======== Source
Jump to content
Ultimate Subaru Message Board

Recommended Posts

So the SPFI conversion on the Brat's EA81 runs quite well so far....

 

The idle quality was not what you would call.... lets see here..... good? :rolleyes:

It was wandering a bit, and idleing rough. Now the Weber ran baby-bottom smooth, so I knew it was FI related. I started checking parts, and replacing stuff with JY bits to verify. Soaked a low mileage IAC in some knarly carb cleaner overnight - looks like new. Nothing changed. Changed the MAF, CTS, TPS (and adjusted) - no change. Adjusted the timing (third or fourth time), adjusted the idle screw, cleaned stuff.... followed by hand wringing and teeth gnashing..... beer...... scour EA82 FSM for several hours....

 

And then I decided to look into the fuel pressure. I don't have a guage - which presents a new set of problems. I put the fuel pump to my ear and my hand on the intake duct (don't ask how this is possible - it just is with my temporary ghetto fuel pump mounting situation), and I could hear the fuel pump "chewing" (for lack of a better term) in time with the roughness of the engine. I said to myself: "Self - clearly you have a fuel pump problem" followed closely by: "Doh.... Self - you should have bought a spare". I did get a spare today only to find that it's also dead (well technically I guess you might say it's sleeping - if you give it power and then smack it real hard it will take off for a bit.... hibernation perhaps?). I then decided that maybe it just needs a cleaner power supply - wired up a second relay for it, and used the ECU power for the relay control instead. That helped about 50% I would say. I can still hear the pump "chewing" although it's not as loud now. Engine smoothed out, and seems quite a bit better. I'm looking for more tho.
================
======== Supplied information
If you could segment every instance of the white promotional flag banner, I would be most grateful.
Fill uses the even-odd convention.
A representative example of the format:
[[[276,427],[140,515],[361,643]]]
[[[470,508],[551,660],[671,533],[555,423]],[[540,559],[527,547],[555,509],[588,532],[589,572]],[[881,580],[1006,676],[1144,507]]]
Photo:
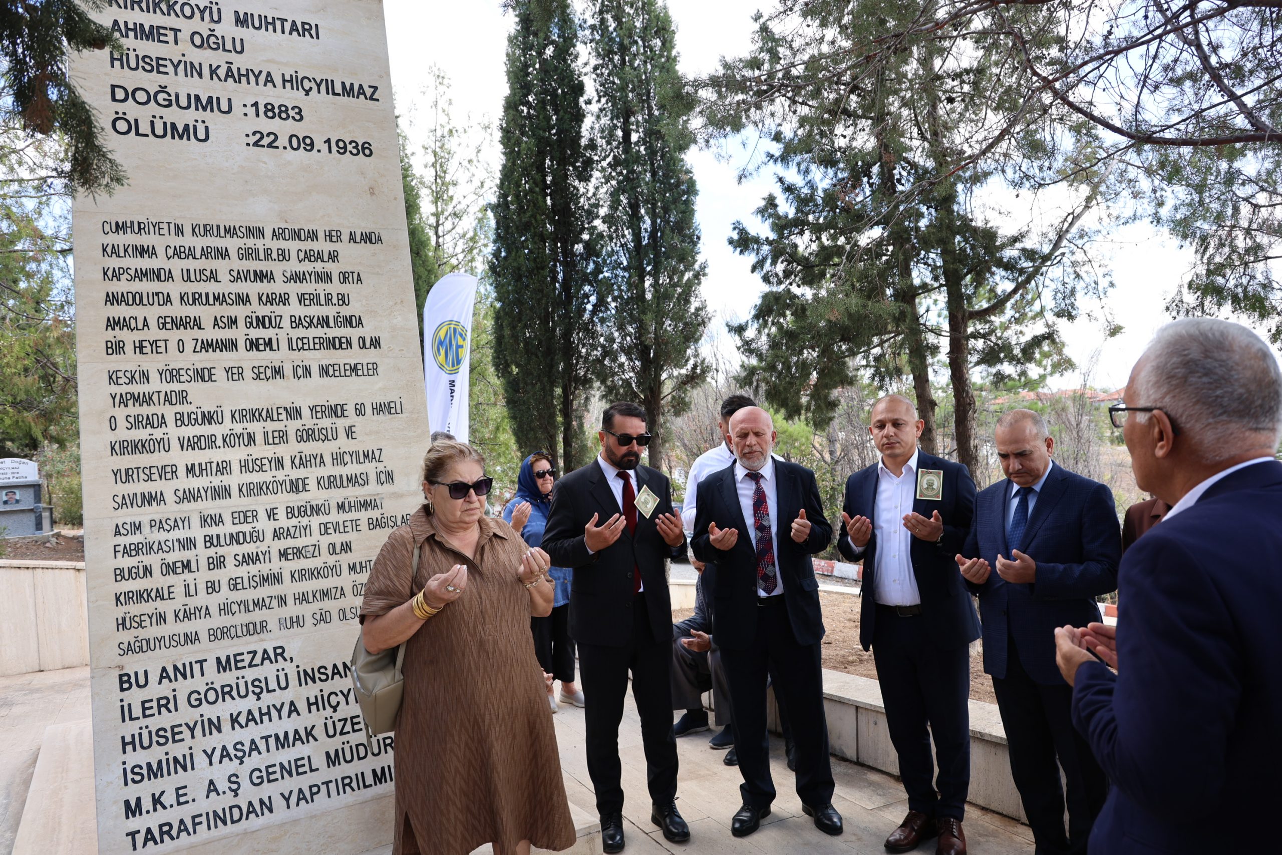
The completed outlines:
[[[423,305],[423,381],[427,422],[468,441],[468,356],[477,278],[450,273],[432,286]]]

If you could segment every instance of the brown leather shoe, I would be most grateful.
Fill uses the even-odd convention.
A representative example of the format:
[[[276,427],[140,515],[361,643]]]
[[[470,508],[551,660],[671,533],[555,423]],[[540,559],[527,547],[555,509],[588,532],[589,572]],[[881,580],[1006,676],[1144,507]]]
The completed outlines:
[[[920,810],[909,810],[899,828],[886,838],[886,851],[912,852],[918,843],[935,837],[936,833],[933,817],[927,817]]]
[[[965,834],[962,833],[962,820],[944,817],[938,820],[940,842],[935,845],[935,855],[965,855]]]

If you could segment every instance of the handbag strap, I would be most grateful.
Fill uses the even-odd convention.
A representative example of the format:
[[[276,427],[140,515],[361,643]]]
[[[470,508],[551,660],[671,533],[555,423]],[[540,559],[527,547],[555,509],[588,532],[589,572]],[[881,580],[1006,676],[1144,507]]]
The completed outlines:
[[[426,544],[427,541],[423,541],[423,542]],[[423,546],[422,545],[419,545],[419,546],[417,546],[414,549],[414,559],[413,559],[413,568],[414,569],[413,569],[413,572],[410,573],[410,577],[409,577],[409,590],[410,590],[410,592],[414,591],[414,582],[418,581],[418,559],[419,559],[419,555],[422,554],[422,551],[423,551]],[[406,643],[408,642],[403,641],[403,642],[400,642],[396,646],[396,677],[397,677],[397,679],[401,676],[400,674],[401,663],[405,661],[405,646],[406,646]]]

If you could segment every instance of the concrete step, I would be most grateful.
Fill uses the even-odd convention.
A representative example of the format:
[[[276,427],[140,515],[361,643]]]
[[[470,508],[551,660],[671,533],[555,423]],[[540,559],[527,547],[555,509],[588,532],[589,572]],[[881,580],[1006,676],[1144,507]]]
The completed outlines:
================
Requirement: Pick up the forum post on the Brat's fuel-injection conversion after its final sentence and continue it.

Reply to the task:
 

So I want some opinions on what this chewing might be? Pump bearings? It seems to have been reduced by applying a 14 guage power supply direcly through a relay, but it's still there. The pump is a long way from the tank. FI filter is newish, as is the carb filter down by the tank..... now on the SPFI cars they don't have a filter under the car - is that because the pump is so beefy that it can chew through anything that gets past it's little screen filter?

 

I'm sick of spending money I don't have on junk yard pumps. I may take this little $16 gem back and see if they will let me swap it out, but who knows if that will happen. Should I go the Ford pump route instead?

 

Should I have a filter before the pump and after it? Or shall I eliminate that one by the tank? Maybe it's too restrictive? The SPFI pump puts out a LOT of fuel, and it seems that whatever is not needed to maintain the SPFI pressure the regulator just sends back to the tank - that makes for a TON more fuel going through the lines than the carb had. Maybe the smaller return line is stressing the pump?

 

Am I making all this too complex? :-\ I do that a lot....

 

GD

Share this post


Link to post
Share on other sites

You should probably mount the fuel pump as close to the tank as you can. They're not designed to pull fuel very far, its more designed to push the fuel.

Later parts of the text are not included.